EXCERPT:
Anatomy of your in-laws

July 31, 2007 - 0:0

Leslie vowed to love and to cherish her husband, she didn't realize she was also marrying his parents.

""We have to see them every day of our lives,"" she says. And if by chance Leslie (whose name has been changed) and her husband miss one day, it becomes a huge ordeal that requires the couple to call and apologize. To make matters worse, Leslie's mother-in-law is clingy and possessive, and treats her son like he's a child.
""She'll hug him right in front of me and say, ""He's still my baby and you can't have him!""' Leslie says. ""As if!""
Ah, in-laws. Can't live with them - can't disown them. Unfortunately, in-law infractions, like the ones that torture Leslie, happen hundreds of thousands of times a day, wreaking havoc in otherwise perfectly harmonious marriages. Why?

DATA SHOWN:
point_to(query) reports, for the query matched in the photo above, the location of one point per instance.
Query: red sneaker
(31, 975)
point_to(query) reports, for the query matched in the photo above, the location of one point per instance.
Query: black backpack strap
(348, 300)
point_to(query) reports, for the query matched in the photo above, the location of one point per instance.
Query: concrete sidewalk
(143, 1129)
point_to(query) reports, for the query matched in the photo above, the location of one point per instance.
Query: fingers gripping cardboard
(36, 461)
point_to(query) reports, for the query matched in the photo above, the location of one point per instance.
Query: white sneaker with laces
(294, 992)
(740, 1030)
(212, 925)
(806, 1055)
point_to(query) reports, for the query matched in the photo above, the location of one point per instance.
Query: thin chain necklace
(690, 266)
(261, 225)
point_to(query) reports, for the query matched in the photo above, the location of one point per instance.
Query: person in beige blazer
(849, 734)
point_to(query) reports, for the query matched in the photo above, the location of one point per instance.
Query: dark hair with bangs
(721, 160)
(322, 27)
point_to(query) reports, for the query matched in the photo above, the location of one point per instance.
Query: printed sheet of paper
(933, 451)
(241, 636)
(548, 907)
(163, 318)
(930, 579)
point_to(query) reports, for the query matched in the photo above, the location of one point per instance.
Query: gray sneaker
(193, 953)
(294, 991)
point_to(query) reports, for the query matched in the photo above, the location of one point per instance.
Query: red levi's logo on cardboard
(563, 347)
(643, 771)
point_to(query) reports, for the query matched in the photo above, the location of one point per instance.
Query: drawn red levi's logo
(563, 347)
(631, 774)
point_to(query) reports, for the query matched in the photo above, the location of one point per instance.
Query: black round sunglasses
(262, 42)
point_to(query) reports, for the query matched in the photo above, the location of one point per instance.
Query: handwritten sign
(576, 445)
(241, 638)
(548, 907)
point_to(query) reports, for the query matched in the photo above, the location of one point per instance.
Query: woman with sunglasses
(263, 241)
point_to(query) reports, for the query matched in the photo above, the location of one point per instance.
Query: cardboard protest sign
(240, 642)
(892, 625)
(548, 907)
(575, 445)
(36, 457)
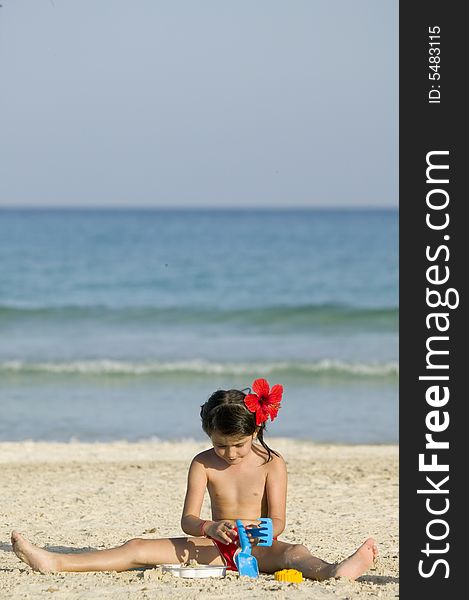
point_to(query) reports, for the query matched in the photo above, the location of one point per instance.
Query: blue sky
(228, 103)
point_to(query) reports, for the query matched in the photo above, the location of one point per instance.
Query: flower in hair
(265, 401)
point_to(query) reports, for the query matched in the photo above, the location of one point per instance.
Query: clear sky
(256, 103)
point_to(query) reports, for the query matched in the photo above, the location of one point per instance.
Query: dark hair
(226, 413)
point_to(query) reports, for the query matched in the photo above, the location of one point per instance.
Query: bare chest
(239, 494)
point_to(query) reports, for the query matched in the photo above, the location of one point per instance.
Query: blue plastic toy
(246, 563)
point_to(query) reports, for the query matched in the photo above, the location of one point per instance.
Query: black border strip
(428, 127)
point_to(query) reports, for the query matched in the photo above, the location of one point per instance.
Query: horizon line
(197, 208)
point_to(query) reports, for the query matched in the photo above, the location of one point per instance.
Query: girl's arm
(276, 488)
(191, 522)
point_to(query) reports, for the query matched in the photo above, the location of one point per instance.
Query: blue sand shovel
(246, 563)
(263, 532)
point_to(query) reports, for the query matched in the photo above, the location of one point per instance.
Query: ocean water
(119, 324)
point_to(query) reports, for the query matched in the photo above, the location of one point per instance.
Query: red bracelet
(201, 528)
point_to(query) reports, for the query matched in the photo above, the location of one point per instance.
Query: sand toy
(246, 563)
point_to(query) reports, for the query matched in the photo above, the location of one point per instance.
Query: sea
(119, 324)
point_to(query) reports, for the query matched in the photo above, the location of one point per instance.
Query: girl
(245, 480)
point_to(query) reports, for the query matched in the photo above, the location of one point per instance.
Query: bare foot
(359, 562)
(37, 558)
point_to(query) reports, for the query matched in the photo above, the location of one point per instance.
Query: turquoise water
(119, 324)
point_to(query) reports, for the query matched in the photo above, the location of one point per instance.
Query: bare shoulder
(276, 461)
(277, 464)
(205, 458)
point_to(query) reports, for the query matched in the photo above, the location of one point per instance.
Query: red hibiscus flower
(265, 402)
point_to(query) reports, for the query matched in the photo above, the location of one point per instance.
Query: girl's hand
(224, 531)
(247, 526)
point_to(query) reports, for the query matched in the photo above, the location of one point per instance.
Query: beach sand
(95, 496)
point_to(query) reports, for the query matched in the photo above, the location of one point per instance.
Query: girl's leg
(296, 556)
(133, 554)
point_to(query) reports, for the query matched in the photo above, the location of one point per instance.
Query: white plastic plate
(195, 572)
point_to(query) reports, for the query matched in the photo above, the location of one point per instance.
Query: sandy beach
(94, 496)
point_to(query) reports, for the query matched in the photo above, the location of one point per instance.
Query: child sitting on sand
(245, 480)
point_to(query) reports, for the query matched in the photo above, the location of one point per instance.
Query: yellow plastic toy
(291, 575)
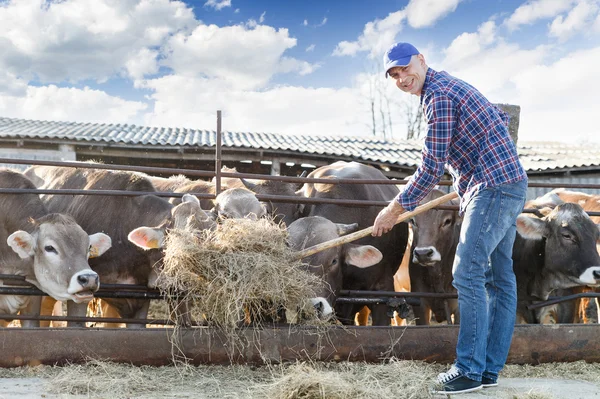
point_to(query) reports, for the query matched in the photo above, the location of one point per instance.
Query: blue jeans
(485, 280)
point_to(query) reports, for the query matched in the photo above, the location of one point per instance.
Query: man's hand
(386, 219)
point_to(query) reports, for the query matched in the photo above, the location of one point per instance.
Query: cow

INSTRUCTIONS:
**1.** Return the in-laws article word for word, from "July 31, 2007" up to and including "harmonious marriages. Why?".
**2.** In the in-laws article, how often does Leslie say she and her husband must see his parents?
The rows have nothing to do with the work here.

COMPLETED EXERCISE:
**1.**
July 31, 2007 - 0:0

Leslie vowed to love and to cherish her husband, she didn't realize she was also marrying his parents.

""We have to see them every day of our lives,"" she says. And if by chance Leslie (whose name has been changed) and her husband miss one day, it becomes a huge ordeal that requires the couple to call and apologize. To make matters worse, Leslie's mother-in-law is clingy and possessive, and treats her son like he's a child.
""She'll hug him right in front of me and say, ""He's still my baby and you can't have him!""' Leslie says. ""As if!""
Ah, in-laws. Can't live with them - can't disown them. Unfortunately, in-law infractions, like the ones that torture Leslie, happen hundreds of thousands of times a day, wreaking havoc in otherwise perfectly harmonious marriages. Why?

**2.** Every day of their lives.